**What you will do:**
1. Decide whether each statement agrees with the Endeavour review. Answer yes or no, and quote the words of the review that settle it. (a) Coda is Russell Lewis's eighth screenplay for Endeavour. (b) The reviewer calls Shaun Evans a poor actor. (c) Morse is taken hostage alone after the bank robbery goes wrong.
2. Pick up the Endeavour review after its final sentence and keep writing it.

**Document:**
= = = =
Endeavour, Series 3 Finale

Endeavour, Series 3 Finale

The slow, lingering death of the Great British Crime Drama

Shaun Evans (right) as DC Endeavour Morse, with Roger Allam as DI Fred Thursday

We have been here before – literally. Morse and his colleagues discreetly observe a gangster’s funeral in Kensal Green cemetery – just as they did in Promised Land, one of the best episodes of Inspector Morse, first broadcast in March 1991. A quarter of a century has passed (along with John Thaw) yet ITV are still trying to breath new life into the ratings warhorse.

Coda, the last episode in this third series, is Russell Lewis’s eighth screenplay for Endeavour. Alas, a better title would be Codswallop. He has also written one episode of Inspector Morse and four episodes of Lewis. He has made a career out of flogging a dead Morse but his work has never come close to matching that of his predecessors who include Julian Mitchell (Promised Land, Masonic Mysteries, Cherubim and Seraphim), Peter Nichols (Greeks Bearing Gifts), Alan Plater (The Quality of Mercy) and Anthony Minghella (The Dead of Jericho). It’s not really his fault. As Morse says in Coda, the fourth and final episode of this dismal third series: “It’s always about the money”. 

Shaun Evans is a fine actor but he lacks charisma

In the Age of Austerity, budget cuts leave no time for script development, so it often feels like first drafts are being filmed. The bean-counters want to see every pound spent on the screen: far more attention is paid to period detail than plot. In this case the ridiculous result has Morse invading The Sweeney’s manor when he is taken hostage (along with his boss’s daughter) after a bank robbery goes wrong. False jeopardy: we know he has to survive. Even so, trapped in the vault, he still has time to crack a code that enables him to solve a little local difficulty in Lonsdale College.
= = = =
**Data block:**
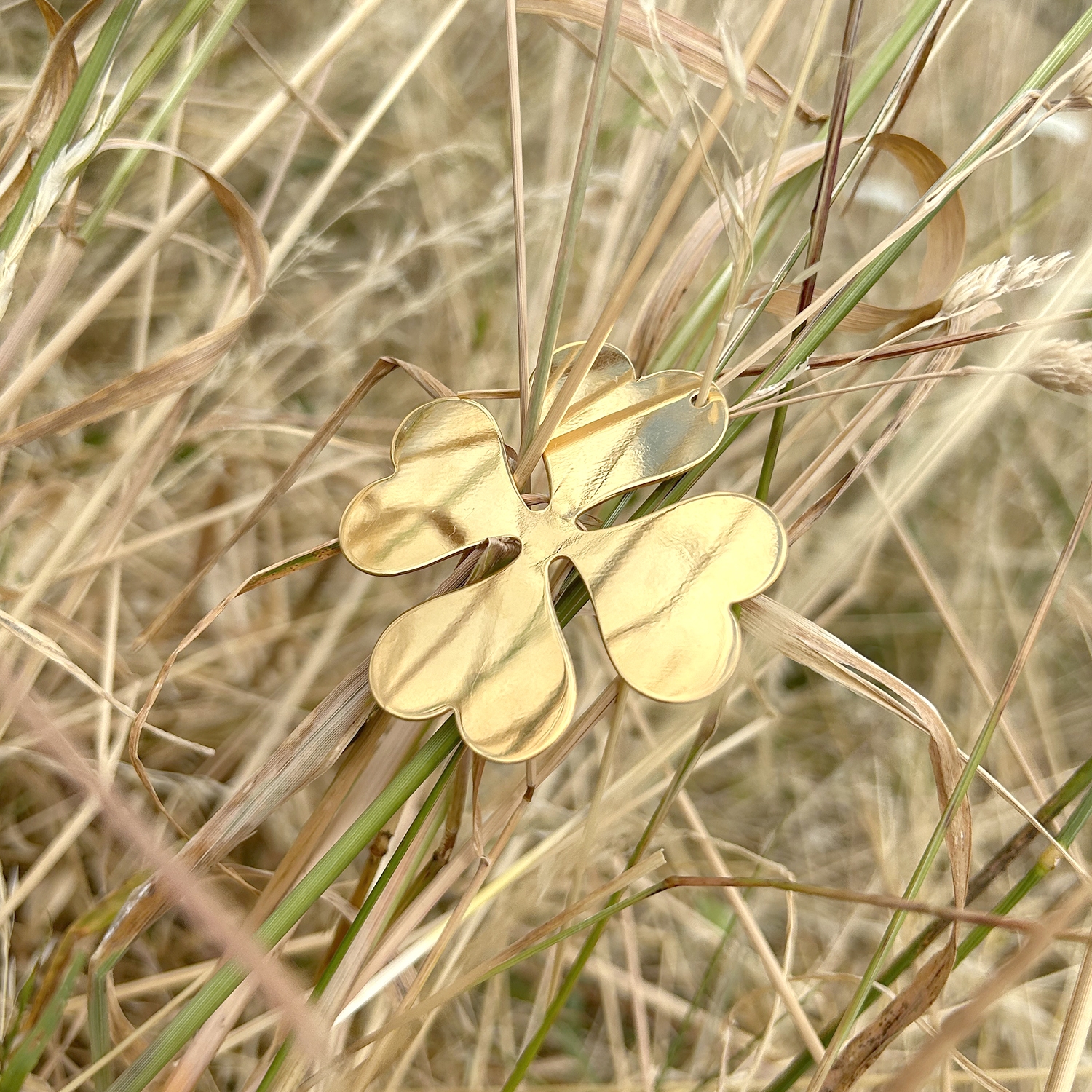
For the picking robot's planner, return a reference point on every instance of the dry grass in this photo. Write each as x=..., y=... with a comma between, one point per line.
x=382, y=188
= = = =
**Task responses:**
1.
(a) Yes: "Coda, the last episode in this third series, is Russell Lewis’s eighth screenplay for Endeavour."
(b) No: "Shaun Evans is a fine actor but he lacks charisma"
(c) No: "he is taken hostage (along with his boss’s daughter)"

2.
It’s all entertaining enough in a mindless way – although betting shops, bingo halls and blue movies (anyone for Hedda Gobbler or Moaning Becomes Electra?) are a far cry from grand opera. Mr Lewis certainly knows how to bring out the ludic inherent in ludicrousness: in-jokes and references to past episodes litter his screenplays. Last week’s episode, Prey, featured a blond boy called Hathaway (who will grow up to become Lewis’s sidekick). Coda features a camp young academic called Jerome who was first seen as an old queen talking about hanky-panky in Greeks Bearing Gifts (1991). It doesn’t matter if such nods and winks shoot over the heads of most viewers. Fellow fans – let’s call them Morsturbators – are tickled pink. 

Going through the motions doesn’t stop there. Colin Dexter, the creator of Morse, makes Hitchcockian appearances in every episode of Inspector Morse and can often be glimpsed in both Lewis and Endeavour. The fact that John Thaw’s daughter Abigail plays the recurring character of a journalist, Dorothea Frazil, in Endeavour is a nice touch. Thaw (pictured right) didn’t like hacks. Nor did he like the idea of spin-offs, and he always ruled them out. He’s probably spinning in his grave right now.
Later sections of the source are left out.